(Challenge)
Show each line of the entries that contains the word "with", treating uppercase and lowercase as different.

*****

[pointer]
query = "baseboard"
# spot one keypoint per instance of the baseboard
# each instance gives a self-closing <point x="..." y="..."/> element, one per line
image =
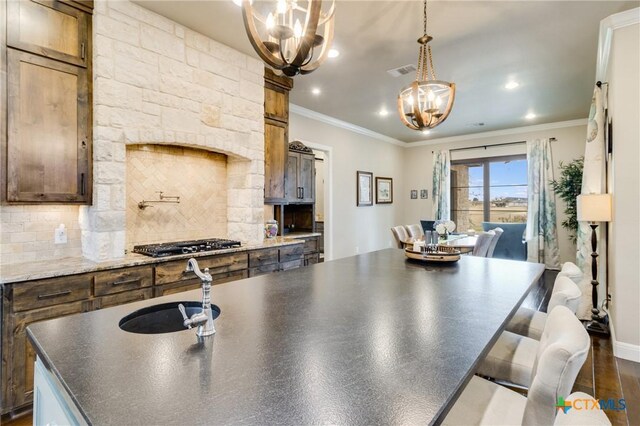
<point x="624" y="350"/>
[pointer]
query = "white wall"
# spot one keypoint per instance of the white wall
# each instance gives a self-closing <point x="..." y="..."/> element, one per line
<point x="418" y="163"/>
<point x="355" y="229"/>
<point x="624" y="251"/>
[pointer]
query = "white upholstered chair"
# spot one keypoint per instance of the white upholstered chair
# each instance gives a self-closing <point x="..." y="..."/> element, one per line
<point x="562" y="352"/>
<point x="415" y="231"/>
<point x="494" y="241"/>
<point x="530" y="323"/>
<point x="572" y="271"/>
<point x="482" y="244"/>
<point x="582" y="416"/>
<point x="400" y="234"/>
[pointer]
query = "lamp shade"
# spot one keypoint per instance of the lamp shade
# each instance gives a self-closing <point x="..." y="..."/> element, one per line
<point x="594" y="207"/>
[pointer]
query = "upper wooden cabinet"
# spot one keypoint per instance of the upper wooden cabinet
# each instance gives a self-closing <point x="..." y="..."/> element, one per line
<point x="276" y="135"/>
<point x="300" y="180"/>
<point x="49" y="28"/>
<point x="48" y="143"/>
<point x="47" y="147"/>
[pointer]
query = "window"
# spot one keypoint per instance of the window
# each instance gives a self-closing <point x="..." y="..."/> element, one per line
<point x="488" y="190"/>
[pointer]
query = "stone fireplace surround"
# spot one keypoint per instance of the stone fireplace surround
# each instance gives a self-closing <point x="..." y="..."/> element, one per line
<point x="157" y="82"/>
<point x="154" y="82"/>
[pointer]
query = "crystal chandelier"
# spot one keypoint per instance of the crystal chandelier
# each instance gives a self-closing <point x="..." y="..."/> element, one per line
<point x="294" y="37"/>
<point x="427" y="101"/>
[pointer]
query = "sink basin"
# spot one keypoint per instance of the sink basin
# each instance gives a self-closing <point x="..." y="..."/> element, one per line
<point x="163" y="318"/>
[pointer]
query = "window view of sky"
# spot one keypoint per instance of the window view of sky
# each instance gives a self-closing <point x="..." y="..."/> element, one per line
<point x="502" y="173"/>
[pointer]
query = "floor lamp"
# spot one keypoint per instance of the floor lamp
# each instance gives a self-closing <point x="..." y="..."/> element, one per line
<point x="595" y="208"/>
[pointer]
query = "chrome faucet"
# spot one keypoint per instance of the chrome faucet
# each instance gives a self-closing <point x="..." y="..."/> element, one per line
<point x="203" y="319"/>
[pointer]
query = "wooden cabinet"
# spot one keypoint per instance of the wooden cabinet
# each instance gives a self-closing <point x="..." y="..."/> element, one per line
<point x="25" y="303"/>
<point x="51" y="29"/>
<point x="39" y="300"/>
<point x="276" y="115"/>
<point x="300" y="180"/>
<point x="264" y="261"/>
<point x="47" y="145"/>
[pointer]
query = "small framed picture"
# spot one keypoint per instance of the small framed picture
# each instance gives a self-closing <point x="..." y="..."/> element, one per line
<point x="364" y="188"/>
<point x="384" y="190"/>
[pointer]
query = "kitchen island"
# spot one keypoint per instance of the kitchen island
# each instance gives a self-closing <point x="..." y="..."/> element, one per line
<point x="370" y="339"/>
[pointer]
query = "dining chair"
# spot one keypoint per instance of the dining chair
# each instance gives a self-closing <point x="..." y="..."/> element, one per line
<point x="482" y="243"/>
<point x="530" y="323"/>
<point x="400" y="234"/>
<point x="562" y="351"/>
<point x="513" y="356"/>
<point x="494" y="241"/>
<point x="415" y="231"/>
<point x="586" y="413"/>
<point x="571" y="270"/>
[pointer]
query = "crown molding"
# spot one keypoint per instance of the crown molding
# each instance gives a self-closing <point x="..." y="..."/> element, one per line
<point x="505" y="132"/>
<point x="607" y="26"/>
<point x="296" y="109"/>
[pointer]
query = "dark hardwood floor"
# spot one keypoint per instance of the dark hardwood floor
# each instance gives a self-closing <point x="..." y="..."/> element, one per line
<point x="602" y="375"/>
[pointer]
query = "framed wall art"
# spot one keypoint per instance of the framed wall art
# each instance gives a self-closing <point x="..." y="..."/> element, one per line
<point x="384" y="190"/>
<point x="364" y="188"/>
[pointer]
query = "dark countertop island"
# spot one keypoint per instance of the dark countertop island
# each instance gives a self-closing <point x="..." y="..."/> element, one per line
<point x="370" y="339"/>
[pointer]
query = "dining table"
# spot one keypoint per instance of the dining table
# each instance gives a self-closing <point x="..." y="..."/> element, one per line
<point x="463" y="242"/>
<point x="370" y="339"/>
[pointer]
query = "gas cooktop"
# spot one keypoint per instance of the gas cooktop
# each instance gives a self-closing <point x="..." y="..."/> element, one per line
<point x="185" y="247"/>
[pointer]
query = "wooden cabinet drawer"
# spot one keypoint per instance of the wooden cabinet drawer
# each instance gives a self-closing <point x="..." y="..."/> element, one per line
<point x="122" y="298"/>
<point x="290" y="253"/>
<point x="120" y="280"/>
<point x="175" y="271"/>
<point x="292" y="264"/>
<point x="311" y="245"/>
<point x="195" y="283"/>
<point x="54" y="291"/>
<point x="50" y="29"/>
<point x="263" y="257"/>
<point x="264" y="269"/>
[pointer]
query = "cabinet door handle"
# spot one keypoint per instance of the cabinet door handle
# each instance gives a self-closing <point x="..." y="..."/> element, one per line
<point x="52" y="295"/>
<point x="117" y="283"/>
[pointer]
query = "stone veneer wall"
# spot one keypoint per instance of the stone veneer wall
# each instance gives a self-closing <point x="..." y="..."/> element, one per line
<point x="198" y="177"/>
<point x="154" y="81"/>
<point x="158" y="82"/>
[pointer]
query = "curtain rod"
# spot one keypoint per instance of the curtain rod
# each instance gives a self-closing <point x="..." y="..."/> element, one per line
<point x="492" y="145"/>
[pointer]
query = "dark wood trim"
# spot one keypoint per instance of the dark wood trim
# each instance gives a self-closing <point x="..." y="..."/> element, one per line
<point x="3" y="101"/>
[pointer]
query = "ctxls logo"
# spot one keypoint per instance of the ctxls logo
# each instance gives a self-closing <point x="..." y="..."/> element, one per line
<point x="591" y="404"/>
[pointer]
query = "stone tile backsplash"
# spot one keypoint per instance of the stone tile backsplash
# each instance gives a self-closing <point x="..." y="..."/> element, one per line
<point x="154" y="82"/>
<point x="198" y="177"/>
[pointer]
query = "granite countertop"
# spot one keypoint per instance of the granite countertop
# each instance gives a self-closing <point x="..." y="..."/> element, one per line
<point x="369" y="339"/>
<point x="19" y="272"/>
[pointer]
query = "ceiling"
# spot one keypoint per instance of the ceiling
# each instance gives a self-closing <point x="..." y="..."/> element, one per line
<point x="548" y="47"/>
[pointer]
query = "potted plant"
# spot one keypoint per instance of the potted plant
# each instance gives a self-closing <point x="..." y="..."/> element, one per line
<point x="568" y="187"/>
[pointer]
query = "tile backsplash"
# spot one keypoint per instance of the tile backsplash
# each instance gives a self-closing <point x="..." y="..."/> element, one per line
<point x="27" y="233"/>
<point x="198" y="177"/>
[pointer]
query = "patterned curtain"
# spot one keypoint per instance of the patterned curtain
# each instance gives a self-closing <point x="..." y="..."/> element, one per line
<point x="593" y="182"/>
<point x="541" y="234"/>
<point x="441" y="185"/>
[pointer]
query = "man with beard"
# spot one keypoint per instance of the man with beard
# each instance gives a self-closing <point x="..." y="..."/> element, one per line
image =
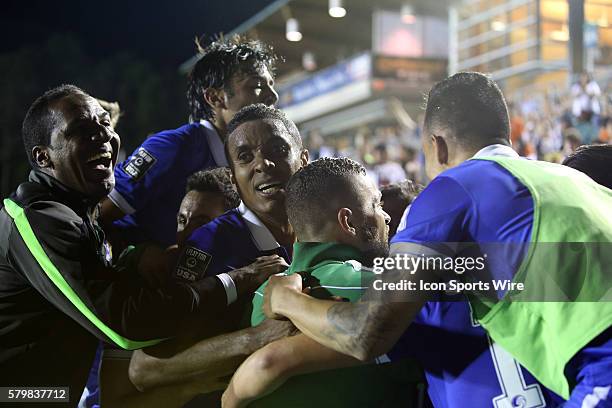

*****

(Answer)
query = "man with beard"
# spot one keypoint per instance of the man with beard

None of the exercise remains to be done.